(The records begins)

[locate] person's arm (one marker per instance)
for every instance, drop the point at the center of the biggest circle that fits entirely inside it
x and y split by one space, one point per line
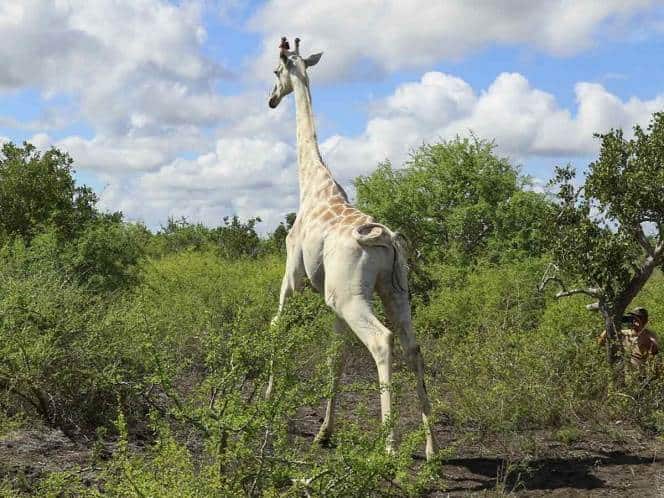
654 347
602 338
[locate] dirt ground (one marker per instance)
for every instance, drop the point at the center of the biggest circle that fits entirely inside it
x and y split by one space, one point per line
589 462
592 466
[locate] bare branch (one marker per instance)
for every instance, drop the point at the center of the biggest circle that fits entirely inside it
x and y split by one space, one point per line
545 282
643 240
589 291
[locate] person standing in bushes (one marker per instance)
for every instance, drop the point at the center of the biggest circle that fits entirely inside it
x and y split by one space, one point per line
639 342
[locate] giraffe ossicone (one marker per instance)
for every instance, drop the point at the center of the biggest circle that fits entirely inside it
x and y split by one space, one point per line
346 256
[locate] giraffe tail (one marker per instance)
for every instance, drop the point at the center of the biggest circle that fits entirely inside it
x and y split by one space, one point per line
375 234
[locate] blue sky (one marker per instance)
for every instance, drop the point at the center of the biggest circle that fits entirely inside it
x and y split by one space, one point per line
162 104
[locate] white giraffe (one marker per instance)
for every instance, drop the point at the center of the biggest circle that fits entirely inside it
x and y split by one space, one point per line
346 255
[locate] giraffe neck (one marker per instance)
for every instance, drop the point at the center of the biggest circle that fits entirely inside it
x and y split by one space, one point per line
313 174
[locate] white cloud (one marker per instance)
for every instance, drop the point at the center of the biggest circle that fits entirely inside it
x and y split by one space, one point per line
364 37
524 121
244 176
251 170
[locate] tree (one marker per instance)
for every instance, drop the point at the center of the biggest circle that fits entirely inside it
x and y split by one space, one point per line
277 239
237 238
457 198
608 234
38 190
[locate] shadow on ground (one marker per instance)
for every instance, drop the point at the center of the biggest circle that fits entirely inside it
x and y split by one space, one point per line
545 474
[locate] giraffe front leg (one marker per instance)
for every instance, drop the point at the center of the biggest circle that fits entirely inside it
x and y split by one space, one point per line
336 362
291 282
359 317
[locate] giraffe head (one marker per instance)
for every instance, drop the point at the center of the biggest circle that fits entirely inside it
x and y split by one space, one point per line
291 65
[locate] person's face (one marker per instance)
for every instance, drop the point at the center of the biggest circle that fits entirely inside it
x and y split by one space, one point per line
639 323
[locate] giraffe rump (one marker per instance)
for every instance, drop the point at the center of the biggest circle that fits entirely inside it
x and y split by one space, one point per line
375 234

(The records ends)

Give back the data verbatim. The pictures are not part of the copy.

# Answer for the task
[locate] person's arm (one marker per instance)
for every instance, drop the point at the center of the biggest circle that fits entirely inside it
x and y split by one space, one point per line
654 347
602 338
[locate] dirt ground (one marker per instance)
for every instance, drop the point at the center of the biggest circle that fits entirely inside it
x and y split by one space, one point per line
589 462
592 466
[locate] bare branch (one marker per instance)
for every instance, drop the point at the center of the biggest circle that fits entirely inside it
x and y split by one space, one point per line
545 282
643 240
589 291
[locate] person standing in bushes (one marker per instance)
for every instance, drop the point at the center of the biggest circle that fits entirely inside it
x and y split by one space, one point per line
639 342
[locate] giraffe ossicone (one marker per instance)
for every instance, drop the point at the center of the biggest circle that fits entirely inside it
x and y split by one space, one point per line
346 256
[locate] giraffe tail (one marker per instance)
for every instance, drop the point at the center of the biggest circle that fits entirely inside it
x and y split by one space, one point per line
375 234
[locate] blue sky (one marker per instance)
for every instance, drop the point at the center of the biggest circle that fits entirely inside it
x and y split by one space, one point per line
162 104
[locate] white giraffe (one marker per instance)
for every instance, drop the point at the center of the biggest circle that fits entirely inside it
x and y split by one space, one point per line
346 255
[locate] giraffe neck (one marker per instance)
for every instance, drop the point at the center of the biggest circle that fits entirely inside it
x and y split by one space, one point per line
313 174
[locate] white cloud (one marker per instance)
for every instance, drop the point at the center of the biggest circle that fits entirely inside it
x and y split by one space, one point per line
364 37
524 121
244 176
251 170
[locate] tree (one marker per instance)
for every instance, drop the point at the center of the biggest circle that fits entirely inside it
x and y split by one space, one point per line
277 239
237 238
457 198
608 234
38 190
[locate] shadow on ground (one marker per instance)
for every instance, drop the point at the center of the biggest circle that fits entirely inside it
x and y split by one space, one point per line
545 474
[locate] giraffe front leg (one marker per instance)
for every instance, drop the point at the center of the biggest circle that fits entirely inside it
x and y split by one space, one point per line
336 362
291 282
359 317
[locate] giraffe head (one marker per instance)
for every instance, drop the point at the center of the biggest circle that fits entirely inside it
x and y split by one space, one point per line
291 65
[locate] person's face (one marker per instance)
for every instance, drop the point at the center of the biggest circle that fits entirely inside it
x and y split by one space, one point per line
639 323
[locate] giraffe rump (one marker per instance)
for every instance, drop the point at the center of the biggest circle that fits entirely inside it
x and y split by one space, one point per line
375 234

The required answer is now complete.